▶ [MATERIAL]:
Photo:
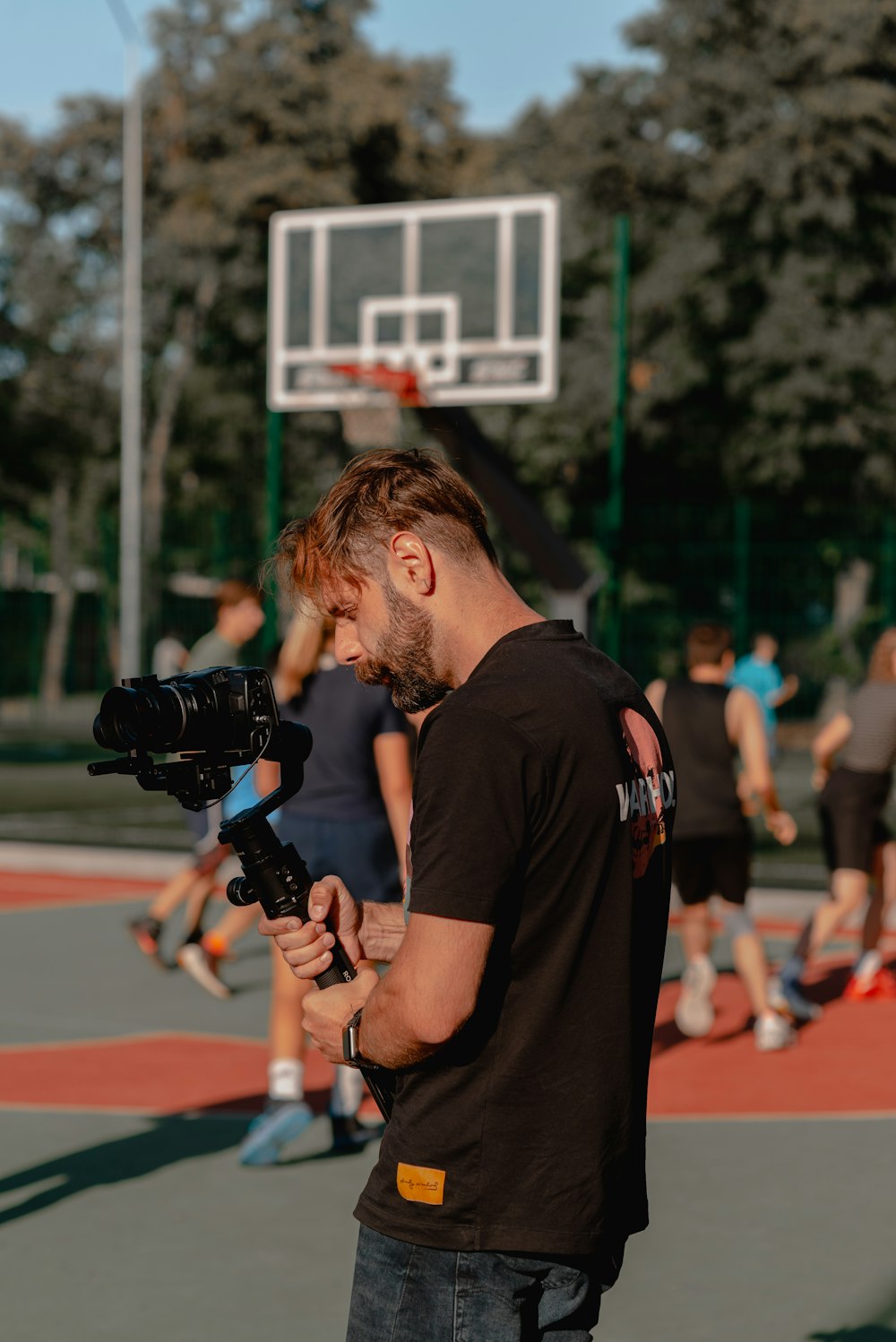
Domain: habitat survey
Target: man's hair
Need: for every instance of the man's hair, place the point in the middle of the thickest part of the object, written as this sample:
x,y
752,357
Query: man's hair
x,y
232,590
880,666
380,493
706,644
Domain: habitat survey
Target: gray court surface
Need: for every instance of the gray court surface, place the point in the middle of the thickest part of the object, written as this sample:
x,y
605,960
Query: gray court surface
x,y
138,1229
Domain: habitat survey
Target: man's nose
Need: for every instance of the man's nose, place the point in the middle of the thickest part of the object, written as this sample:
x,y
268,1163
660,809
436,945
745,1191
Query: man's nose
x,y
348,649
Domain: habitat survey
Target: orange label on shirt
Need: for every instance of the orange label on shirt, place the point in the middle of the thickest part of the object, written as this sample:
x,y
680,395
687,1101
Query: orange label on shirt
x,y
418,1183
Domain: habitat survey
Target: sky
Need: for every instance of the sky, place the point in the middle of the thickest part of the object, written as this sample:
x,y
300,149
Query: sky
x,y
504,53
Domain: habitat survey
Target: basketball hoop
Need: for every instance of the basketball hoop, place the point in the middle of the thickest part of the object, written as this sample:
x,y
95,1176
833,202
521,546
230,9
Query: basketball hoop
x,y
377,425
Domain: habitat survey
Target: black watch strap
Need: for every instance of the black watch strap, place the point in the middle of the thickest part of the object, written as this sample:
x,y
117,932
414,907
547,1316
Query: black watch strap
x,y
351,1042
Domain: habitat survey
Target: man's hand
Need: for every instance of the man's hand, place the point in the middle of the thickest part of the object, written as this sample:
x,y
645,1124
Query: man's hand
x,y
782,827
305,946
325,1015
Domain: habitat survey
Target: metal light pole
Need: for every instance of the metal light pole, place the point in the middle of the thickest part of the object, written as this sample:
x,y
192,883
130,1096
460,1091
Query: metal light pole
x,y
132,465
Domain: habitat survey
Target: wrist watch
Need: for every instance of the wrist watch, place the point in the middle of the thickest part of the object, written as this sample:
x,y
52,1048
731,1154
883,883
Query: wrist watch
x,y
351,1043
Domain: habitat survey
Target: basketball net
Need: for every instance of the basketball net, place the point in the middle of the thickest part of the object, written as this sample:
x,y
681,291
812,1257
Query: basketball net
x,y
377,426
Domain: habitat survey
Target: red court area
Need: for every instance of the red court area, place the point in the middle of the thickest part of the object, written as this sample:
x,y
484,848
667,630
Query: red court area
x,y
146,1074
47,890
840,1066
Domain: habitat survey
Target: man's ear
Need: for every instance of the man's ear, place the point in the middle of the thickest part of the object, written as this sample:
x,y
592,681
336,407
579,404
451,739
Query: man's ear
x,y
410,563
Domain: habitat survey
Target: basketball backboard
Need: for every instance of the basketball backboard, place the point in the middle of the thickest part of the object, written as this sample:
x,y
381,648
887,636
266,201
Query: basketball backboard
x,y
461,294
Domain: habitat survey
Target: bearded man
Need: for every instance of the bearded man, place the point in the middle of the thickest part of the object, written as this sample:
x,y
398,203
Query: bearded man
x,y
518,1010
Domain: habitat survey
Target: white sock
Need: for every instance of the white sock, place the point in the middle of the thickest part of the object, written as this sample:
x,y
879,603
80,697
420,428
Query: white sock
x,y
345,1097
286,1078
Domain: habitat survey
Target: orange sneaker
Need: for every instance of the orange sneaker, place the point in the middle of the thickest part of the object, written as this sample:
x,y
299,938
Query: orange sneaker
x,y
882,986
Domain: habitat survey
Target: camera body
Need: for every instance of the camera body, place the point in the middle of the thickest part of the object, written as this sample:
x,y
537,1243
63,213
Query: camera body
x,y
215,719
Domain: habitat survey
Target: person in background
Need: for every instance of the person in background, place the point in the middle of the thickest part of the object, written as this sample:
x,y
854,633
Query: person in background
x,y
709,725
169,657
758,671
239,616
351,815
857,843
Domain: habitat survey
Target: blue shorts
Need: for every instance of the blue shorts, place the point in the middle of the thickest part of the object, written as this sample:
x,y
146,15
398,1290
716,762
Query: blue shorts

▶ [WORK TO DO]: State how many lines of the rows above contain the string "shirt". Reply with the number alone.

▶ [SOLUTION TO THIS TASK]: 3